Direction: Copy out, word for word, the part of the items that opens with the line containing "Where can the sponsor" and closes with the last line of the items, including both of those lines.

##############################

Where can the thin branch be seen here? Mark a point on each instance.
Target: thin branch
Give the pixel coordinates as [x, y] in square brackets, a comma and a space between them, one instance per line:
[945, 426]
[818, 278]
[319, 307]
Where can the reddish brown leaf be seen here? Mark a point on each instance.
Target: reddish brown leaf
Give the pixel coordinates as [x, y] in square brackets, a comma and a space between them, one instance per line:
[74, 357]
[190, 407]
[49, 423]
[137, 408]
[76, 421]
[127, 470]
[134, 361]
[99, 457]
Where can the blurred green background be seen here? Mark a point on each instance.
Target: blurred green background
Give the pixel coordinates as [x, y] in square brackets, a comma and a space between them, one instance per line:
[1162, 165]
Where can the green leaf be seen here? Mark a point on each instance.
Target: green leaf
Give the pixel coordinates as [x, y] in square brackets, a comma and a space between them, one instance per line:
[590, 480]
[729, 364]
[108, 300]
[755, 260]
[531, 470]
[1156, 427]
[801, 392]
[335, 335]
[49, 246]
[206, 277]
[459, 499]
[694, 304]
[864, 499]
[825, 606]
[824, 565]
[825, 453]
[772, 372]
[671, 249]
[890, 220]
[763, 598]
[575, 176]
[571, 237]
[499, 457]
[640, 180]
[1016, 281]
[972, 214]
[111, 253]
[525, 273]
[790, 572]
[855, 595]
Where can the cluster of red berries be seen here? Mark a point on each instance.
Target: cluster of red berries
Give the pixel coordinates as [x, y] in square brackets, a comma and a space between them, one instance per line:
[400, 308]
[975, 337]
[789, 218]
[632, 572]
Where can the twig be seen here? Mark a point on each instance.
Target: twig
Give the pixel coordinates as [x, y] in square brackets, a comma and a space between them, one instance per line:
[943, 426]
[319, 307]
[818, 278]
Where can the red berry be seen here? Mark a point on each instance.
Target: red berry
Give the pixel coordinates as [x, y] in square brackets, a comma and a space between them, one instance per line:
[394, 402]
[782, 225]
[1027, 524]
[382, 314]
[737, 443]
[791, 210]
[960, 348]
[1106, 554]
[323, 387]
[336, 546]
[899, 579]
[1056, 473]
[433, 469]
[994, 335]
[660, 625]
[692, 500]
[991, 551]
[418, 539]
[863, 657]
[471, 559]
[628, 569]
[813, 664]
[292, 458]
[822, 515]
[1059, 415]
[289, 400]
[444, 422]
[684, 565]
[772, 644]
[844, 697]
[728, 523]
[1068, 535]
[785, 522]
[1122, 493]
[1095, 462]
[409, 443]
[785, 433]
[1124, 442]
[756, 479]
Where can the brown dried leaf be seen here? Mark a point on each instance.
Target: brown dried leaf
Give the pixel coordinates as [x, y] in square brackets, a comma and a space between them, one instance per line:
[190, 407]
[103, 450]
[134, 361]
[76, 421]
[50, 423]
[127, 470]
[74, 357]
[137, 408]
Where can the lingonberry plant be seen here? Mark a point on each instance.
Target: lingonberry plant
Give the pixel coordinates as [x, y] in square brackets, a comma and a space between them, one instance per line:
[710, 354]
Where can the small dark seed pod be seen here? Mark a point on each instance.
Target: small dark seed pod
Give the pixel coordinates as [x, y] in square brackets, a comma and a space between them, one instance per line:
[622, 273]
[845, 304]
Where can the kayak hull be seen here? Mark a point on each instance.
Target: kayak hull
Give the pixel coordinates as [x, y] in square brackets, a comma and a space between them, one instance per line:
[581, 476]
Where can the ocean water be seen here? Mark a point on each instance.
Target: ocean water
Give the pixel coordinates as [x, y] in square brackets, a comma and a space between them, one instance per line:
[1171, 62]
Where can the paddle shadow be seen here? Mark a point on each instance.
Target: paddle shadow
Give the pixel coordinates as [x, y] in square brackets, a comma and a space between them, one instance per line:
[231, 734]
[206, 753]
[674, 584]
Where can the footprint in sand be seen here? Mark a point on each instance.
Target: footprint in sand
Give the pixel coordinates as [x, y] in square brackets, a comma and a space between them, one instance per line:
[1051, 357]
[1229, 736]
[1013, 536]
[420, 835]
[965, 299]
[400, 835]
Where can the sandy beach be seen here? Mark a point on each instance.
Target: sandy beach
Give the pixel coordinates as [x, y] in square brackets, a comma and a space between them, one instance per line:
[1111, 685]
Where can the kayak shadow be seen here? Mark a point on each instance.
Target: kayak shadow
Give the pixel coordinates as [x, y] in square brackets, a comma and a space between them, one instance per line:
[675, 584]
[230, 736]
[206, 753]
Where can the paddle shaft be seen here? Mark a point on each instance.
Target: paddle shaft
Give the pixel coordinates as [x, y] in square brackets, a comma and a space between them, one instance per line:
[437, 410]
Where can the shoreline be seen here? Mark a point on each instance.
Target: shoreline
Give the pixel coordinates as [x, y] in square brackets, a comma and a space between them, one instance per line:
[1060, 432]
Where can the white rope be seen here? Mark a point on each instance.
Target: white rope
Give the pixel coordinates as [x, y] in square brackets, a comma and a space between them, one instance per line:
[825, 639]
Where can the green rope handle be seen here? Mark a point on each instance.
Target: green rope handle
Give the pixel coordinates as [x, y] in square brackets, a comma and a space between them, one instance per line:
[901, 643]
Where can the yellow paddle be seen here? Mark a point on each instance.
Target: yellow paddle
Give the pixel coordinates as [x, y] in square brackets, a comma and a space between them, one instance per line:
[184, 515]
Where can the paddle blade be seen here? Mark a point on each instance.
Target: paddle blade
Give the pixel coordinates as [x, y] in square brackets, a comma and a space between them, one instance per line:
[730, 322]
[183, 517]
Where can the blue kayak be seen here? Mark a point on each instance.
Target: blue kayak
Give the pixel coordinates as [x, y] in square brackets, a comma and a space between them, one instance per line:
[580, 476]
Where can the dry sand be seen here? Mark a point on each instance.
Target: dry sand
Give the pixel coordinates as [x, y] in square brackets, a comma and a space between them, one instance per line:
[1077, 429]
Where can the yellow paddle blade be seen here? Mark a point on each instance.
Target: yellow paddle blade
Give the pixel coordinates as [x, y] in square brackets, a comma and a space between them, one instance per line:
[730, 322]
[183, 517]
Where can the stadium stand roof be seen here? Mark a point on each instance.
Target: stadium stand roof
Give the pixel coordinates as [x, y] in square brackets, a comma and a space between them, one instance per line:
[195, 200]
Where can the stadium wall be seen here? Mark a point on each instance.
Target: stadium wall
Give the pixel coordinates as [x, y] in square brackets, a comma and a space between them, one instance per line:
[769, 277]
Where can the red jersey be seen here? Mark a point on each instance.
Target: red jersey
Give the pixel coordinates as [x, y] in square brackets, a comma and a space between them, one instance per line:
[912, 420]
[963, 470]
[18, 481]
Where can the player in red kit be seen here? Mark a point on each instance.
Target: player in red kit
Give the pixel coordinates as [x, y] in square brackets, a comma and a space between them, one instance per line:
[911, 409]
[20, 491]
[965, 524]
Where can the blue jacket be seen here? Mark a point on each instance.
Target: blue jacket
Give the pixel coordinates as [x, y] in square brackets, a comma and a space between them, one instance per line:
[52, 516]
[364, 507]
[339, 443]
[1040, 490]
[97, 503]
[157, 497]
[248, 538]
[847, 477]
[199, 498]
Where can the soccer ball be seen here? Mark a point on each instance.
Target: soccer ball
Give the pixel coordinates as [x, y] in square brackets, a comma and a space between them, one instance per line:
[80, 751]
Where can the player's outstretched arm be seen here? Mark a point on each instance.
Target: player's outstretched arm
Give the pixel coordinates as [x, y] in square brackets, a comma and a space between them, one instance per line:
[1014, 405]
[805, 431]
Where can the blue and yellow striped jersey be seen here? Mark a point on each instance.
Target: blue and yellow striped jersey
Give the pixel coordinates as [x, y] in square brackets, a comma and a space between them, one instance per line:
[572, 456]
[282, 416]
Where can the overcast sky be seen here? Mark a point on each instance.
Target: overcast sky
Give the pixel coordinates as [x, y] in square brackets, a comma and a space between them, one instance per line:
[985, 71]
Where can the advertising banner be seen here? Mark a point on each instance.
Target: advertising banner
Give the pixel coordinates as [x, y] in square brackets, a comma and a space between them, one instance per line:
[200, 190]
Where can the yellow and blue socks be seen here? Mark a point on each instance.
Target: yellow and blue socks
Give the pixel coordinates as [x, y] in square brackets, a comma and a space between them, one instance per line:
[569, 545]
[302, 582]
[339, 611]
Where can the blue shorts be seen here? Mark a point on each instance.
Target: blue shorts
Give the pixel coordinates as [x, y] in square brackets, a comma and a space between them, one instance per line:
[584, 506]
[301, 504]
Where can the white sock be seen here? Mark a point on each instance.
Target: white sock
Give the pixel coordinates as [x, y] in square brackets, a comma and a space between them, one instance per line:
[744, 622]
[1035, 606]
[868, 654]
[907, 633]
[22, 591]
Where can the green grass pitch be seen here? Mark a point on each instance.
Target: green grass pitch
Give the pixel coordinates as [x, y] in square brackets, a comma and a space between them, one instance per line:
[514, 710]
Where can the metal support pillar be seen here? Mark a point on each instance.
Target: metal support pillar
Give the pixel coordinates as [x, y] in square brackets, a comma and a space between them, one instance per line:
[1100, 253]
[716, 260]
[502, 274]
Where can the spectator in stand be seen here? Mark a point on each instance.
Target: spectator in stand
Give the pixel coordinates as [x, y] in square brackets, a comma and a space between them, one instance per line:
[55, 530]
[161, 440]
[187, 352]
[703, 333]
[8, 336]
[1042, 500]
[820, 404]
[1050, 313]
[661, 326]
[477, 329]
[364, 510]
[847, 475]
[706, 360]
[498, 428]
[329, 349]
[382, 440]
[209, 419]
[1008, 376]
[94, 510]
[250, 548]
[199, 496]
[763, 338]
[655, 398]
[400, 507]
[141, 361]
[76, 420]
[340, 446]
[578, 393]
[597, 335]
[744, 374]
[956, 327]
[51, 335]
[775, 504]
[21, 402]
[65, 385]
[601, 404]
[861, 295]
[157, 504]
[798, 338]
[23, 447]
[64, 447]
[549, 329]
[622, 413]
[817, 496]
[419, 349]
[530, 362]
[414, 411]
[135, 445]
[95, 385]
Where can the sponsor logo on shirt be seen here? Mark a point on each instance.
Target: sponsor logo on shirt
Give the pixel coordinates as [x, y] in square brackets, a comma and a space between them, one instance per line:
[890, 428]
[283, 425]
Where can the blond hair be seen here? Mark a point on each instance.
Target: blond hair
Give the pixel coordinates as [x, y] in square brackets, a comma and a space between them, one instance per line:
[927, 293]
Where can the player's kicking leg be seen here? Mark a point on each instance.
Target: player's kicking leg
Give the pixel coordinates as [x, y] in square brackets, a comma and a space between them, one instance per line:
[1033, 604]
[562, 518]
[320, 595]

##############################

Answer to this exercise:
Where can the sponsor logo on shirt be seen here? Mark a point on each instance.
Target: sponsor logo on shirt
Give the pixel coordinates as [x, y] in square brackets, a comma and a space between them, one instance per line:
[890, 428]
[283, 425]
Where can the blond hair be seen here? Mark a point on each instance.
Target: blond hair
Give the pixel coordinates as [x, y] in square brackets, a comma and a space between them, one instance per line:
[927, 293]
Where can the player's kicking leg be seen here? Mark a point on each instance.
Target: player's kicking leg
Give the pixel coordinates as [x, y] in square brackets, a comma and a space between them, one instance per line:
[1033, 604]
[562, 518]
[320, 595]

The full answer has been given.